What needs to be done:
Once you have read the records below, print them again exactly as they stand.

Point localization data
BEGIN

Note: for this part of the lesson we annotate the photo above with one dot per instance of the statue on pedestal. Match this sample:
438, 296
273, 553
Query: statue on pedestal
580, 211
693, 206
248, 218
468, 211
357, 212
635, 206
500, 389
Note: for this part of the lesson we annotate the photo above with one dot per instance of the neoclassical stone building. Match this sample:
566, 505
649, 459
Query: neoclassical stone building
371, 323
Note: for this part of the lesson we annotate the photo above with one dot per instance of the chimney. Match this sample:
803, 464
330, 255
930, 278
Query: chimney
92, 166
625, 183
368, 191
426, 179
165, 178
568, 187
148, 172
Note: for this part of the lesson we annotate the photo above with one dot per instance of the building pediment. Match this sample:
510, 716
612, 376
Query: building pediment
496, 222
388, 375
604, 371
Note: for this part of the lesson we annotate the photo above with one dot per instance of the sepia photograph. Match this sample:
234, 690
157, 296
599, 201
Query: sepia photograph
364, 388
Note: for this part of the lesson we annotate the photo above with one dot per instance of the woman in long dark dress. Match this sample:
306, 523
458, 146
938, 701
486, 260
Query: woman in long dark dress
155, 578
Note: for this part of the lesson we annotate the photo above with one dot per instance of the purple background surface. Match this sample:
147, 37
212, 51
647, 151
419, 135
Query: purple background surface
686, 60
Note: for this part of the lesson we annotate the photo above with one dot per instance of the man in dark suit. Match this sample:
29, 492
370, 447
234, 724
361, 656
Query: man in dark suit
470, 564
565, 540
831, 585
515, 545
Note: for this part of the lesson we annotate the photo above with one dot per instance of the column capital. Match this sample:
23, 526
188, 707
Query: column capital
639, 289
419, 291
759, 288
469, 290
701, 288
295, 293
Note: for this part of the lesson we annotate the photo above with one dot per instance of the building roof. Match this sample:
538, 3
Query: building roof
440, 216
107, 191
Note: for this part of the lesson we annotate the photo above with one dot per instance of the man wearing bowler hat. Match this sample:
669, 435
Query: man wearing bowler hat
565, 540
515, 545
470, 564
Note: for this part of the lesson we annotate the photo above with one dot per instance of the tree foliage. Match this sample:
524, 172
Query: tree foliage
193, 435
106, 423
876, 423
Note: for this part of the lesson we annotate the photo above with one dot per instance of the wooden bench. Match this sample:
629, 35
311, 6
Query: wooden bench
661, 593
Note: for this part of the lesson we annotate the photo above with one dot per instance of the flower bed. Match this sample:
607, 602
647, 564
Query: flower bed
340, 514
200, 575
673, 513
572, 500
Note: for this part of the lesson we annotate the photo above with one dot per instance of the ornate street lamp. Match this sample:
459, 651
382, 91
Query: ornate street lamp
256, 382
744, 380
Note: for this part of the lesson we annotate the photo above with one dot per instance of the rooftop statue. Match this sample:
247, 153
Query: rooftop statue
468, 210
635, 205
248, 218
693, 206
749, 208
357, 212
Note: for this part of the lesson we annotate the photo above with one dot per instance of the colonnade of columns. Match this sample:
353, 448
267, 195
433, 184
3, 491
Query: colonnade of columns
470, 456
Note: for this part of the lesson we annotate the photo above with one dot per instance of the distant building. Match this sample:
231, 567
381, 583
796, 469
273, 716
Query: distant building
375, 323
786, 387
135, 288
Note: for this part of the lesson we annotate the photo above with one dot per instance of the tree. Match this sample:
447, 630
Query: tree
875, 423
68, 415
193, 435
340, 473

END

Task response:
Note: for this part of the lesson we annotate the photo above with one dot per instance of the statue on pedestal. Match this sample:
438, 296
273, 553
Query: statue on pedestal
580, 211
693, 206
248, 218
468, 211
357, 212
635, 206
500, 389
Note: for this part of the lesson we annotate the photo above with one dot per instance of the neoclassical stone building. Match this sample:
566, 505
649, 459
Query: neoclassical stone building
371, 323
Note: for this part of the lesson we annotate the photo above with one dot per instance of the chimney. Match this sample:
803, 464
330, 255
930, 278
Query: chimney
92, 166
625, 183
368, 191
426, 179
165, 178
568, 187
148, 172
Note: for this part of the lesson we annotate the photo above with one dot per instance of the building pediment. Match this sample:
510, 716
612, 376
Query: building pediment
496, 222
388, 375
604, 371
Note: for this part of the lesson we annotate the photo above with one dot per instance of the sepia photograph. Match this sample:
234, 690
157, 296
599, 201
Query: sepia photograph
364, 388
Note: for this part of the lesson we annotate the photo above with one dot per instance of the woman in long dark dress. Match this sample:
306, 523
458, 146
938, 701
486, 260
Query: woman in long dark dress
155, 578
Note: for this part of the lesson we annotate the photo above with one dot per instance of the purple background surface. Match this sample:
147, 37
212, 51
647, 151
419, 135
Query: purple background surface
686, 60
Note: for this part of the lesson we annotate the photo above with one dot per instance of the man in dark suit. Match this sample:
29, 492
370, 447
234, 724
361, 656
Query: man in dark suit
470, 564
565, 540
831, 585
515, 545
Note: for this part of the lesson we annotate the photo above with one dot per instance of the column capital. Match this sample:
23, 526
188, 707
Query: column capital
639, 289
419, 291
759, 288
469, 290
701, 288
295, 293
Note: for this part of the lesson we annotate the photo above with one dot per instance of the building roof. Match this sample:
538, 3
Query: building roof
440, 216
107, 191
Note: for this part of the lesson we annotate the photo above with one dot per instance of the man wearing bowler hat. Match this sample:
669, 435
Query: man wearing bowler hat
565, 540
515, 545
470, 564
Note: for this part of the lesson we annotate the photo above with one dot per instance of the tree foliage. Match this sample:
524, 172
Query: tree foliage
193, 435
106, 423
876, 423
Note: for this part of the lesson we annotate the photo above with one dot per instance of the wooden bench. Match this sample:
629, 35
311, 6
Query: wooden bench
661, 593
Note: for this part of the lesson we annotate the photo above with one dot per instance of the flower bed. Match this sample:
607, 602
647, 564
Query: flower bed
340, 514
200, 575
673, 513
572, 500
Note: for this part of the lesson we annotate the photo above with one dot per instance of the ornate street lamp. Match this sample:
459, 651
382, 91
Query: ornate street lamp
256, 382
744, 380
Note: for this part of the lesson we annotate the photo above with one dot per instance of the rooftop statue. Match this sample:
247, 153
Query: rooftop statue
468, 210
635, 205
248, 218
693, 206
749, 208
357, 212
Note: for this part of the lesson we annotate the photo above with one dot per instance of the colonnade of columns. Match this sample:
353, 448
267, 195
433, 184
3, 491
Query: colonnade of columns
470, 456
Note: for this part of the lesson we annotate the photo above with one dot per instance of the distant building. Match this sample:
231, 567
381, 583
796, 469
273, 716
Query: distant building
375, 323
786, 387
135, 288
Note: for this part of the lesson we annotate the photo above with one dot per instance of the tree. Match this sample:
447, 630
Query: tree
875, 423
68, 415
193, 435
340, 473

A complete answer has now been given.